What you are asked to do ▸ Rewrite the lines from the one that contains "Target: cupcake in background" through the one that contains "120), (419, 76)]", swapping "instance" for "object" and leaving everything else as it stands. Return only those lines.

-- Start of Available records --

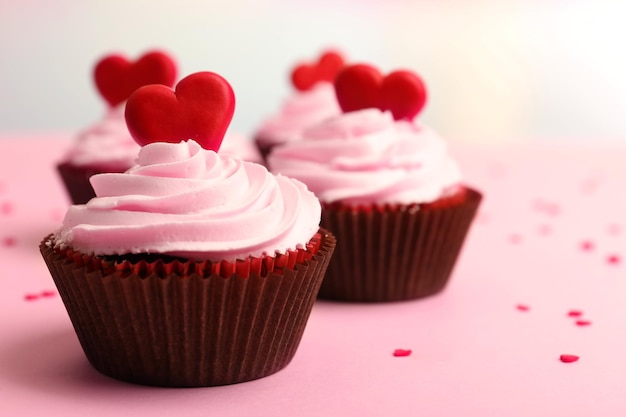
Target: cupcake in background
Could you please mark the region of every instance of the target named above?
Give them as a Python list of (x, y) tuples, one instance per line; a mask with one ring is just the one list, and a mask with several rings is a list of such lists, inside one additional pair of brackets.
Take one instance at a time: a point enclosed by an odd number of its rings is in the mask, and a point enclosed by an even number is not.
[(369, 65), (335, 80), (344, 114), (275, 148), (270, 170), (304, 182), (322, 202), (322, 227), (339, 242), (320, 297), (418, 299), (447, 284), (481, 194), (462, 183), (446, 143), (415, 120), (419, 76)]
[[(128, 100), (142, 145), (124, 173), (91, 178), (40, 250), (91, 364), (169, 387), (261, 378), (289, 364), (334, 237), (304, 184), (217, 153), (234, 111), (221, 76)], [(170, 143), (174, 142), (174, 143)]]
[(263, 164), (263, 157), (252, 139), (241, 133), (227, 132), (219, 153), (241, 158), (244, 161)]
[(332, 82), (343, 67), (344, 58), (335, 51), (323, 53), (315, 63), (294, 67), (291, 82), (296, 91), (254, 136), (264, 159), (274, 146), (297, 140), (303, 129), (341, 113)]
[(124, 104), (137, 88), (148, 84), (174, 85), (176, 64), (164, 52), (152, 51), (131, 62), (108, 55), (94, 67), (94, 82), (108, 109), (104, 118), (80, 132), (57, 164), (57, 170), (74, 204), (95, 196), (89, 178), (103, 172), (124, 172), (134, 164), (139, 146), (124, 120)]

-- End of Available records --
-- Start of Available records --

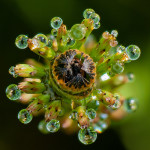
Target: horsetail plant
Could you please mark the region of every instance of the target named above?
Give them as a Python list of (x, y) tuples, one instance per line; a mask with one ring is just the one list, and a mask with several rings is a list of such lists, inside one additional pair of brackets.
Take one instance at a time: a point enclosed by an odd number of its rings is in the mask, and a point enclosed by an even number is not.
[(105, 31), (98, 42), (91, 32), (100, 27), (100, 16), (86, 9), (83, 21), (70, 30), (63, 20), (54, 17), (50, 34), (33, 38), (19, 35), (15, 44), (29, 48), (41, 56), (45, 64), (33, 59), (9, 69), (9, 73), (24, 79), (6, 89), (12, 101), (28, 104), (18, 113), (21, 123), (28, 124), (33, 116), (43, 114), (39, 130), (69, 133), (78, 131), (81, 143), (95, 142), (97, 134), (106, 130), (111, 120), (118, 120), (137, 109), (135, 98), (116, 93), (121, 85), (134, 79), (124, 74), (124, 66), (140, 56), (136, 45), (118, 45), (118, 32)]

-- End of Available records --
-- Start of Available records --

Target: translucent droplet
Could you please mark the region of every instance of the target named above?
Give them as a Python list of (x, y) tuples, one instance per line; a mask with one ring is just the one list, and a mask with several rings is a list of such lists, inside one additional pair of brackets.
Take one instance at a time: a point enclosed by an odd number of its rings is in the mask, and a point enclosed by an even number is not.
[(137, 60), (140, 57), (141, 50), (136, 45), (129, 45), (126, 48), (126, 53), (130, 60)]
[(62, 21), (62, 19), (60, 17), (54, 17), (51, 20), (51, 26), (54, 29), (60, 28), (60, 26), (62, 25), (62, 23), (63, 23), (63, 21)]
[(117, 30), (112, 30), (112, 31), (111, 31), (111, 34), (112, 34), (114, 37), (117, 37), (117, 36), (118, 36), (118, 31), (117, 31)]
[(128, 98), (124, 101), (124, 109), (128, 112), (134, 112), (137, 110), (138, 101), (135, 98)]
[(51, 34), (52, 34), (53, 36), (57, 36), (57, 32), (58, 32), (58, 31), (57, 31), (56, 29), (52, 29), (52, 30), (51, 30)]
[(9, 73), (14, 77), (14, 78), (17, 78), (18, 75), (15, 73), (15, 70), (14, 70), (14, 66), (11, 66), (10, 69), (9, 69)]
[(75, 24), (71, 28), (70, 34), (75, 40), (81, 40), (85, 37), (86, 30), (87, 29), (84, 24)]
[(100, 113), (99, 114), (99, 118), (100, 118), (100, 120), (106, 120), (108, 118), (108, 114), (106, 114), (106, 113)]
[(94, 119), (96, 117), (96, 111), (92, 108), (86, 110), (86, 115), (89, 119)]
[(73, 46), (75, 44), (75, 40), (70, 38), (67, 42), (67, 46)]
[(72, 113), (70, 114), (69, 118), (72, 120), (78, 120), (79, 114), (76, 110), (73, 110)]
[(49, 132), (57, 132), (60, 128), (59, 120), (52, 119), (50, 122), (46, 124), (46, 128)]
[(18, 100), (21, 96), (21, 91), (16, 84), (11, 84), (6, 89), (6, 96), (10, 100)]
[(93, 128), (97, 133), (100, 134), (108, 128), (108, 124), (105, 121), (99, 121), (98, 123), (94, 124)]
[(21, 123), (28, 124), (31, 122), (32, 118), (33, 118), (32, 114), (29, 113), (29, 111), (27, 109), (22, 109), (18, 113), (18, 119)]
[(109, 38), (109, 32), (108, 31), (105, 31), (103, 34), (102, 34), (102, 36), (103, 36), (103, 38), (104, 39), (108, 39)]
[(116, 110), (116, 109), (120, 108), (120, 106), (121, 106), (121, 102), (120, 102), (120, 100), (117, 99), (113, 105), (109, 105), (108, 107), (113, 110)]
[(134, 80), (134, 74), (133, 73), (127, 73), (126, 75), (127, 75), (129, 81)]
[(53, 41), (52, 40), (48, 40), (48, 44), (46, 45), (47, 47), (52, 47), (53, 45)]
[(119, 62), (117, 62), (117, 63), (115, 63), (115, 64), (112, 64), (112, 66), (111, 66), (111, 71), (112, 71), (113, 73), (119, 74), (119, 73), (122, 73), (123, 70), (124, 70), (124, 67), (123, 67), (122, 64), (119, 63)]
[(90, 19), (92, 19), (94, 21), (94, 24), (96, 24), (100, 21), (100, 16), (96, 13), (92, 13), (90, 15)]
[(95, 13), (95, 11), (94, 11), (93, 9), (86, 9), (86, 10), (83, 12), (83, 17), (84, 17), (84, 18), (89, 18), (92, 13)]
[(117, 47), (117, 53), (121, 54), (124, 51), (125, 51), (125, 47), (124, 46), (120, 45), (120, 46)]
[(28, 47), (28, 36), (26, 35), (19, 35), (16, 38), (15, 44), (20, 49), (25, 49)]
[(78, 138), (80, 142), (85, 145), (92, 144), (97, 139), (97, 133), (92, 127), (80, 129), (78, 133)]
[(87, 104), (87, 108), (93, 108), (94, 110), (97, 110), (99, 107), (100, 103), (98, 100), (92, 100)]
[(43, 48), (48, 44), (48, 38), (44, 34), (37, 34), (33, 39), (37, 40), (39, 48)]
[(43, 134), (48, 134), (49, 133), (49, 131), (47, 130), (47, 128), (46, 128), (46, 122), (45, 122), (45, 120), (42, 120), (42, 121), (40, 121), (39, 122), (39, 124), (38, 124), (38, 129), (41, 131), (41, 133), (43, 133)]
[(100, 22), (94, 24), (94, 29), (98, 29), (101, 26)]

-- End of Available records --

Full output ▸
Target: cupcake in background
Could you please mark the region of every object of the target named above?
Give them as a Python list of (x, y) tuples, one object per line; a mask with one ring is just the one list, and a mask with several rings is a list of such lists, inside one additional pair of brackets.
Take one object at a time: a point enclosed by an odd number of its rings is in the mask, and a point enclosed by an even number is not.
[(369, 65), (335, 80), (344, 114), (275, 148), (270, 170), (304, 182), (322, 202), (322, 227), (339, 242), (320, 297), (418, 299), (447, 284), (481, 194), (462, 183), (446, 143), (415, 120), (419, 76)]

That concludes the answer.